▶ **LIST OF TASKS**:
1. From the description of the Credo Mutwa Cultural Village, copy the passage that begins with the words containing "Developed between 1974" and ends with "worth a visit.".
2. Decide whether each statement agrees with the description of the Credo Mutwa Cultural Village, answering yes or no and quoting the words that settle it: (a) The village was developed between 1974 and 1986. (b) Credo Mutwa himself led the 2006 restoration project. (c) The Oppenheimer Gardens are closed to the public.

▶ **SELECTED EXCERPT**:
-- -- --

The Credo Mutwa Cultural Village, situated in the heart of Soweto, is an outdoor museum steeped in African art, culture, and folklore. Created by artist, author, and traditional healer, Credo Mutwa, the village comprises a remarkable collection of human and animal sculptures alongside various dwellings and tribal homesteads influenced by a variety of African building styles.
Developed between 1974 and 1986, Mutwa’s collection juxtaposes African folklore and art with an increasingly Westernised society, stressing the role that traditional African culture plays within the urban environment. Pieces include a traditional healing clinic, four-headed mythical creatures, depictions of traditional burial practices, and an exotic array of Zulu chiefs, tokoloshes (African imps), gods of creation, and aliens. When Mutwa abandoned the project in 1986, the sculpture garden fell into a state of disrepair. A restoration project was undertaken in 2006, under the guidance of a student of Mutwa, Musa Ntanzi. Although renovated, the village remains in a dilapidated state, but is still worth a visit.
The sculpture garden lies below the historic Oppenheimer Tower, which affords a panoramic view of Soweto. The sculpture garden is surrounded by the landscaped Oppenheimer Gardens, which is open to the public and filled with indigenous plants, many of which are used in traditional medicine.

-- -- --

▶ **DATA EXCERPTS**:
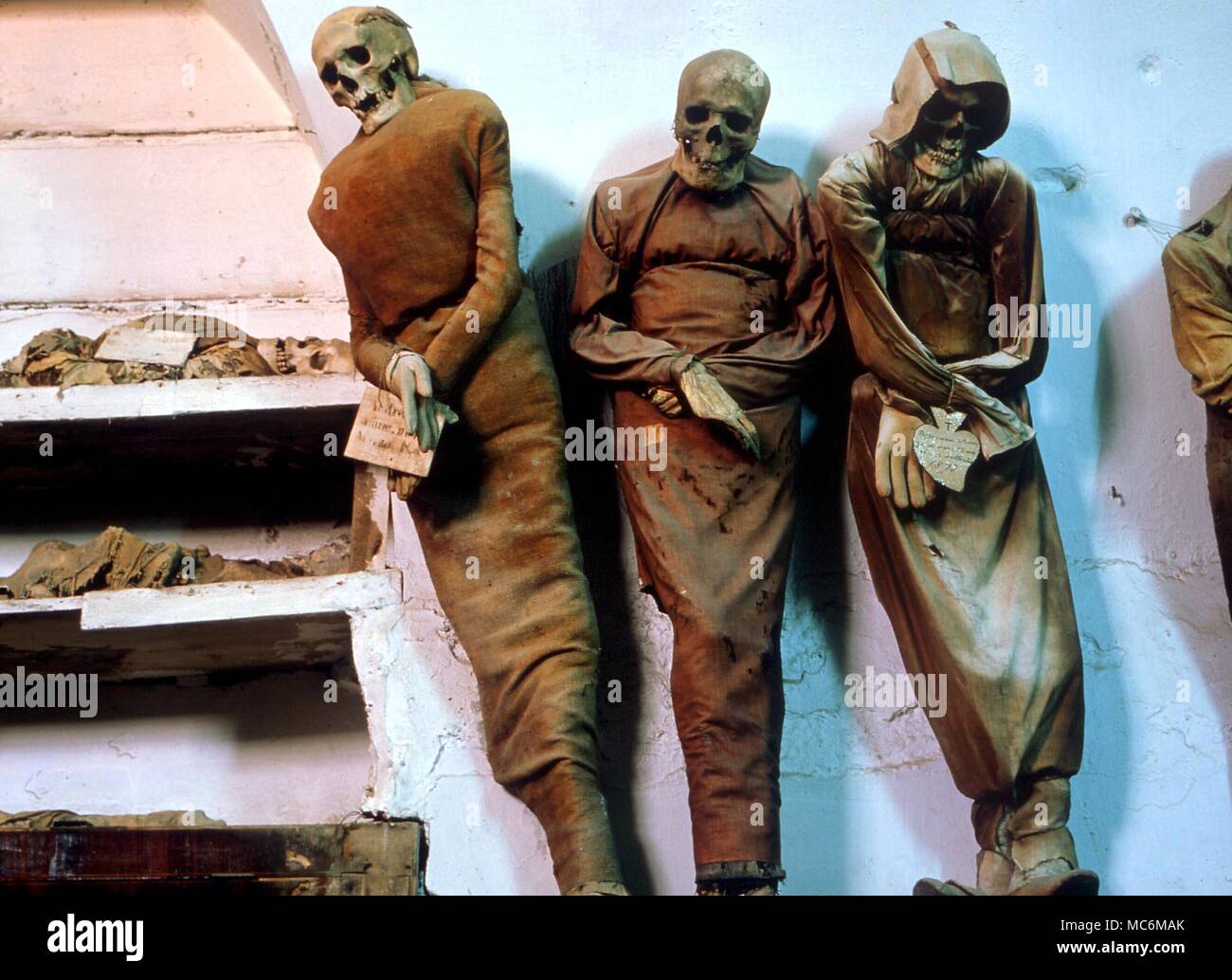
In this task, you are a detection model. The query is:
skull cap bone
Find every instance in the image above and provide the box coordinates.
[673,48,770,191]
[869,27,1010,152]
[312,8,419,135]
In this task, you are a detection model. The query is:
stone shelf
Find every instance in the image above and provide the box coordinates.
[0,570,402,681]
[0,374,365,426]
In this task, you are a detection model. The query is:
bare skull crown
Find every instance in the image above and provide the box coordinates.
[312,8,419,136]
[673,49,770,192]
[912,85,986,180]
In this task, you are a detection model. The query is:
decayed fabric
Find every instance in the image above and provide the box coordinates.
[571,156,835,882]
[1163,190,1232,611]
[818,28,1088,891]
[309,82,621,891]
[0,330,275,389]
[0,528,349,599]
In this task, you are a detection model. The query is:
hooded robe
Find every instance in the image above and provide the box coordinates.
[571,156,835,881]
[1163,191,1232,610]
[309,82,620,891]
[818,28,1083,869]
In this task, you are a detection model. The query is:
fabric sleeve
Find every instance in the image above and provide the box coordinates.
[950,159,1048,392]
[817,144,1035,458]
[342,269,398,389]
[424,103,522,392]
[1163,239,1232,411]
[570,188,694,385]
[701,182,841,407]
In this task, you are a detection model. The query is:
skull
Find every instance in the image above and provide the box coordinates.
[256,336,354,374]
[312,8,419,136]
[672,50,770,192]
[913,85,990,180]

-- -- --

▶ **TASK-BY-TASK RESULTS**:
1.
Developed between 1974 and 1986, Mutwa’s collection juxtaposes African folklore and art with an increasingly Westernised society, stressing the role that traditional African culture plays within the urban environment. Pieces include a traditional healing clinic, four-headed mythical creatures, depictions of traditional burial practices, and an exotic array of Zulu chiefs, tokoloshes (African imps), gods of creation, and aliens. When Mutwa abandoned the project in 1986, the sculpture garden fell into a state of disrepair. A restoration project was undertaken in 2006, under the guidance of a student of Mutwa, Musa Ntanzi. Although renovated, the village remains in a dilapidated state, but is still worth a visit.

2.
(a) Yes: "Developed between 1974 and 1986"
(b) No: "under the guidance of a student of Mutwa, Musa Ntanzi"
(c) No: "which is open to the public"